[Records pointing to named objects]
— begin —
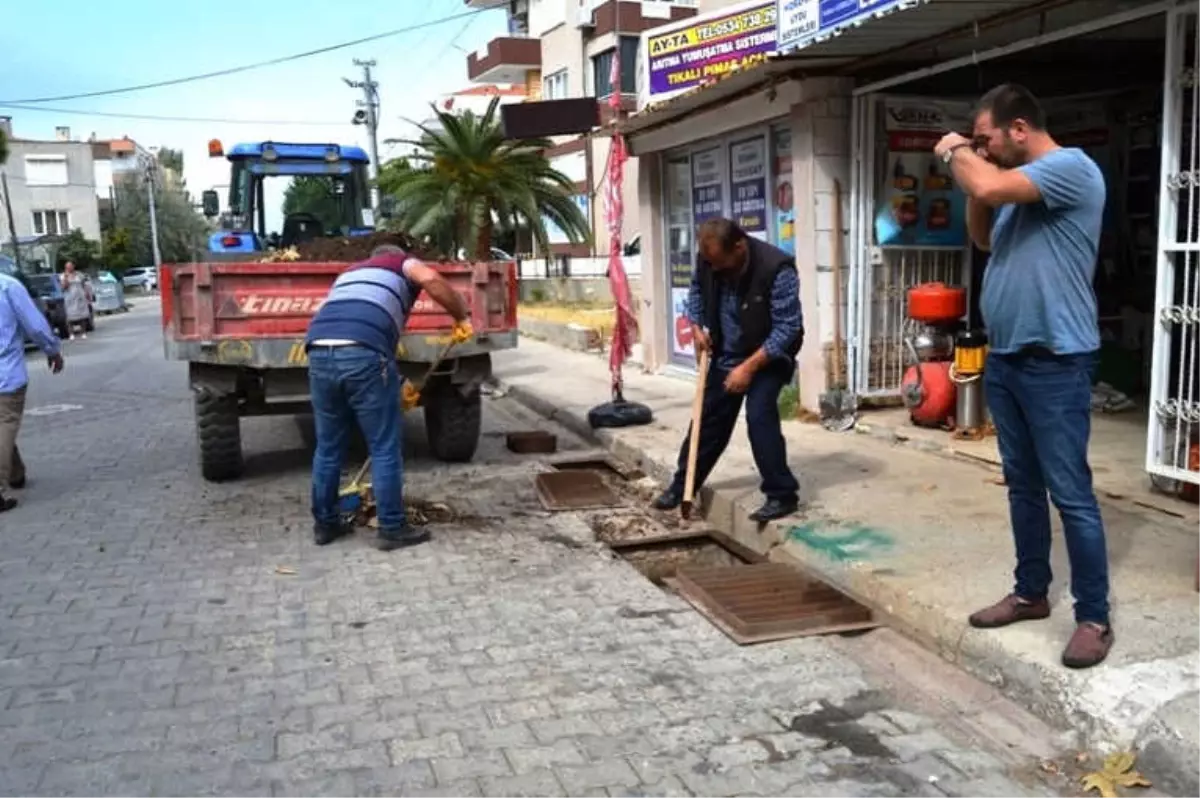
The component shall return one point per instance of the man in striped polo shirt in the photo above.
(353, 378)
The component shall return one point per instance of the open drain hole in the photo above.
(601, 466)
(658, 555)
(737, 589)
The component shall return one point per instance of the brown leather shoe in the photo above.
(1089, 646)
(1009, 610)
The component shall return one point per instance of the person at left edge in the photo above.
(18, 318)
(744, 307)
(353, 378)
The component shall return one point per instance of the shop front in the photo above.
(744, 175)
(863, 100)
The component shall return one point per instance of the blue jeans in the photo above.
(348, 385)
(1041, 405)
(720, 415)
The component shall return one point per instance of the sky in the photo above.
(108, 46)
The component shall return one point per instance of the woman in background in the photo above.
(77, 297)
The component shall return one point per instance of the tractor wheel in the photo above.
(453, 423)
(219, 433)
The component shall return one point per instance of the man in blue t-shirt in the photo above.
(1037, 208)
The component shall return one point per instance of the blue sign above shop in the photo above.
(802, 22)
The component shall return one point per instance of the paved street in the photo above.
(161, 636)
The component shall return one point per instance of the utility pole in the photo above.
(154, 215)
(369, 115)
(12, 226)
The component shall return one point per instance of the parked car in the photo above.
(48, 289)
(108, 293)
(142, 277)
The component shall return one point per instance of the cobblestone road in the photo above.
(150, 646)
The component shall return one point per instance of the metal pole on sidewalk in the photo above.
(154, 217)
(12, 226)
(370, 105)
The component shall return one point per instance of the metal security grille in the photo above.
(1176, 349)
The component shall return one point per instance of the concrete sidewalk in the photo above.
(927, 539)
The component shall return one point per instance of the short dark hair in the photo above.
(1009, 102)
(725, 231)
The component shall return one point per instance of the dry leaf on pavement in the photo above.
(1117, 772)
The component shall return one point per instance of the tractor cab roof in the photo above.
(281, 150)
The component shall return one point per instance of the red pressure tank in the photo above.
(937, 304)
(929, 393)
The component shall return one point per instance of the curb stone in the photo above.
(1169, 755)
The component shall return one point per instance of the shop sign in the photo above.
(917, 201)
(802, 22)
(707, 195)
(785, 209)
(706, 48)
(748, 185)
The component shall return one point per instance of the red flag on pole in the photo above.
(625, 325)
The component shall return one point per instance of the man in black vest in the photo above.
(744, 307)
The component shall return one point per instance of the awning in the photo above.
(903, 36)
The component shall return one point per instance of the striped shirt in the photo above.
(367, 305)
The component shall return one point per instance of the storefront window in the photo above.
(785, 209)
(679, 256)
(748, 185)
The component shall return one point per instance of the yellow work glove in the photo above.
(409, 396)
(462, 333)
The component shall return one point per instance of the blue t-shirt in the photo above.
(1037, 289)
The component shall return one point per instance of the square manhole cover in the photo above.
(574, 491)
(766, 601)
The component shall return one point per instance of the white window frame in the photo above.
(559, 79)
(39, 220)
(33, 161)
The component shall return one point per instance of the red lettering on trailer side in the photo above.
(279, 305)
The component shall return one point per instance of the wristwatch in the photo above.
(949, 154)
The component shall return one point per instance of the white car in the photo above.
(143, 277)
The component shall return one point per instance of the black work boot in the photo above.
(774, 510)
(324, 533)
(402, 538)
(667, 499)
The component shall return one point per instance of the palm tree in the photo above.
(466, 179)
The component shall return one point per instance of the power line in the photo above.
(156, 118)
(246, 67)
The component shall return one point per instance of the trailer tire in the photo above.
(453, 424)
(219, 433)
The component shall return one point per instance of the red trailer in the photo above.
(240, 327)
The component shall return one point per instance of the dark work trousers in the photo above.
(719, 418)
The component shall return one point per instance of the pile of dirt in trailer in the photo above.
(359, 247)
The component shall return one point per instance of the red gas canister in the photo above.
(929, 393)
(936, 303)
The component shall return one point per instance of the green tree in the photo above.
(173, 160)
(183, 232)
(313, 195)
(468, 179)
(118, 250)
(79, 250)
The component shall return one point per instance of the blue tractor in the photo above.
(245, 223)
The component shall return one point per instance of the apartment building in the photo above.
(565, 48)
(52, 187)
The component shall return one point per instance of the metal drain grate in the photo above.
(574, 491)
(765, 601)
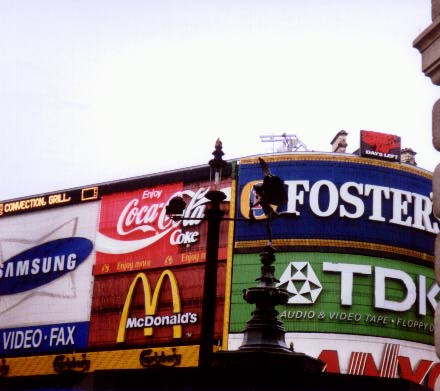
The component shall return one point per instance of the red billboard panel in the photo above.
(155, 307)
(380, 145)
(136, 234)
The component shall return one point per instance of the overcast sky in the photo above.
(99, 90)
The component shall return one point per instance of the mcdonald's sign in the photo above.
(152, 307)
(151, 301)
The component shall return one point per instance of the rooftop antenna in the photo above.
(286, 142)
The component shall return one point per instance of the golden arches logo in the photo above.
(151, 302)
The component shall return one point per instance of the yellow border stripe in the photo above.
(103, 360)
(334, 157)
(336, 243)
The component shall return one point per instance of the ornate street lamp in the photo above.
(264, 336)
(214, 216)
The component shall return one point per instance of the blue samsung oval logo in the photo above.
(42, 264)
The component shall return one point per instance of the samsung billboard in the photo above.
(46, 281)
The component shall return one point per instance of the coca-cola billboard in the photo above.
(135, 232)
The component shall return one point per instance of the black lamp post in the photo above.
(214, 216)
(264, 345)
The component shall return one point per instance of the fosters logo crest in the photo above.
(151, 302)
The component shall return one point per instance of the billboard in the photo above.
(154, 307)
(341, 202)
(344, 293)
(378, 145)
(46, 281)
(136, 234)
(359, 314)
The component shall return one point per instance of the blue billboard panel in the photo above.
(341, 201)
(47, 338)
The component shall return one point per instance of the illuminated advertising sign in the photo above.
(46, 261)
(343, 293)
(341, 201)
(48, 201)
(136, 234)
(380, 145)
(152, 307)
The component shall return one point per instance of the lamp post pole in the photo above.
(214, 216)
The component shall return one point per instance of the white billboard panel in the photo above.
(46, 261)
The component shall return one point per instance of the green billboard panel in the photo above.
(344, 293)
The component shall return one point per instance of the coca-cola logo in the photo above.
(143, 221)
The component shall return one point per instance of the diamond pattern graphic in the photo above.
(299, 279)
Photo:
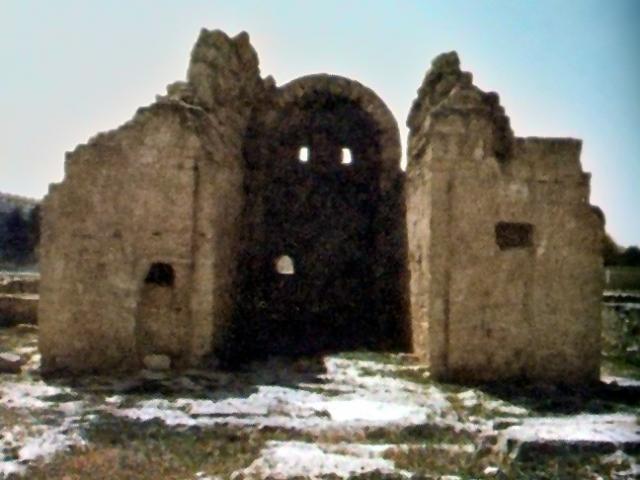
— end —
DIRECTION.
Repeat every line of the material above word for word, leaving out the pictures.

RESULT OF THE TASK.
The component shall return one point per instance of the man in striped polo shirt in the photo above.
(353, 378)
The component shall return one point per instance of the open drain hole in the photo above.
(601, 466)
(658, 555)
(737, 589)
The component shall return one point per instance of the brown leather shoe in the photo above.
(1089, 646)
(1009, 610)
The component shall return one point per instance of the person at left edge in the photo above.
(18, 318)
(744, 307)
(353, 378)
The component shall return one point per instance of the shop front in the photo above.
(744, 175)
(863, 100)
The component shall return one point per instance of the blue jeans in the photo above.
(348, 385)
(1041, 405)
(720, 415)
The component shall return one point per instance of the sky in the photo above.
(108, 46)
The component shall return one point per instance of the woman in background in the photo above.
(77, 297)
The component shall return one point per instance of the tractor wheel in the photo above.
(453, 423)
(219, 433)
The component shall return one point per instance of the man in blue t-shirt in the photo above.
(1037, 208)
The component shall return one point per instance of the blue sign above shop in the photo above.
(802, 22)
The component shall return one point per instance of the paved street in the photo above.
(161, 636)
The component shall return one point per instance of the utility pole in the photo above.
(154, 215)
(369, 115)
(12, 226)
The component shall return one point per instance of the parked car in the photo above.
(48, 289)
(108, 293)
(142, 277)
The component shall return one point per instance of the cobblestone road in the photo above.
(150, 646)
The component shall return one point per instance of the metal pole on sidewalk in the photo above.
(154, 217)
(12, 226)
(370, 105)
The component shall return one point per instance of the metal security grille in the photo above.
(1176, 349)
The component shall return one point per instance of the concrete sidewalk in the photo above.
(927, 539)
The component shall return one point per instance of the short dark hair in the photo above.
(1009, 102)
(725, 231)
The component shall return one point per instance of the dry leaf on pavement in the photo above.
(1117, 772)
The component shall return one point per instance of the tractor cab roof in the photo above.
(281, 150)
The component shall return one point per instance of the red pressure tank in the photo above.
(937, 304)
(929, 393)
The component shall return one point per instance of the curb stone in the photo above.
(1169, 755)
The component shall return one point per instance of the shop sign in the photo above.
(917, 201)
(802, 22)
(707, 195)
(785, 209)
(706, 48)
(748, 185)
The component shall return one point per instance of the red flag on pole in the photo above.
(625, 325)
The component shall return one point per instance of the man in black vest in the photo above.
(744, 307)
The component shall return one point per instance of the awning in the photo above.
(903, 36)
The component shall return one point per instance of the striped shirt in the photo above.
(367, 305)
The component shall return one point per instance of the storefront window in the photo above.
(785, 209)
(679, 256)
(748, 185)
The component shall return one point per instance of the yellow work glove in the photo above.
(409, 396)
(462, 333)
The component shall return one point per instance of the blue t-shirt in the photo above.
(1037, 289)
The component shall return one point per instance of the square manhole cover in the photo above.
(574, 491)
(766, 601)
The component shall return one point per instance of the white window frame in the photo above.
(559, 79)
(39, 220)
(33, 161)
The component shall return one point per instance of the red lettering on trailer side in the photo above.
(279, 305)
The component shall return one point per instance of the wristwatch in the photo above.
(949, 154)
The component shall return one point per instance of the white car in the photo above.
(143, 277)
The component shall return one point per instance of the black work boot in the photo above.
(774, 510)
(324, 533)
(402, 538)
(667, 499)
The component shall return one point per instance of the palm tree in the photo above.
(466, 179)
The component shall return one point per instance of the power line in the photo above.
(156, 118)
(246, 67)
The component shall return one point per instance of the trailer tire in the photo above.
(453, 424)
(219, 433)
The component shall return one point per instance of the red trailer in the photo above.
(240, 327)
The component shall return one point per instance of the dark work trousers in the photo above.
(719, 418)
The component shall return one point per instance of the pile of dirt in trailer in the photo above.
(359, 247)
The component shall return one point per instance of the red gas canister in the photo above.
(929, 393)
(936, 303)
The component shall return one point per instance of the green tree in the photo above.
(173, 160)
(183, 232)
(313, 195)
(468, 179)
(118, 250)
(79, 250)
The component shall return one point per instance of the blue tractor in the photo above.
(245, 223)
The component shall return one point per instance of the apartment building in the photo above.
(565, 48)
(52, 187)
The component shall return one point per instance of the metal drain grate in the photo above.
(574, 491)
(765, 601)
The component shall return one point per instance of the red billboard panel in the photo above.
(155, 307)
(380, 145)
(136, 234)
The component shall return one point per instance of the overcast sky in the photo above.
(99, 90)
The component shall return one point per instance of the mcdonald's sign in the photo above.
(152, 307)
(151, 301)
The component shall return one point per instance of the rooftop antenna in the photo above.
(286, 142)
The component shall return one point per instance of the golden arches logo in the photo above.
(151, 302)
The component shall return one point per instance of the yellow border stripe in the photo above.
(103, 360)
(334, 157)
(336, 243)
The component shall return one point per instance of the ornate street lamp in the photo above.
(264, 336)
(214, 216)
The component shall return one point per instance of the blue samsung oval logo in the photo above.
(42, 264)
The component shall return one point per instance of the samsung billboard in the photo above.
(46, 281)
The component shall return one point per instance of the coca-cola billboard in the photo above.
(135, 232)
The component shall return one point per instance of the black lamp post in the photo above.
(214, 216)
(264, 345)
The component shall return one point per instance of the fosters logo crest in the photo above.
(151, 302)
The component shall return one point per instance of the billboard in the photo above.
(154, 307)
(341, 202)
(344, 293)
(378, 145)
(46, 281)
(136, 234)
(359, 314)
The component shall return one point per instance of the blue billboard panel in the photo above.
(341, 201)
(47, 338)
The component shall return one point per instance of the illuminated advertising sign in the photo above.
(46, 261)
(343, 293)
(341, 201)
(48, 201)
(136, 234)
(380, 145)
(152, 307)
The component shall return one point per instance of the lamp post pole in the photo above.
(214, 216)
The component shall return one point per instance of the white billboard panel in the photo above.
(46, 261)
The component shall return one point per instance of the green billboard panel in the photo above.
(344, 293)
The component shall return one point per instance of the coca-cola logo in the photo above.
(143, 221)
The component shall return one point per instance of the diamond pattern graphic in the photo above.
(299, 279)
Photo:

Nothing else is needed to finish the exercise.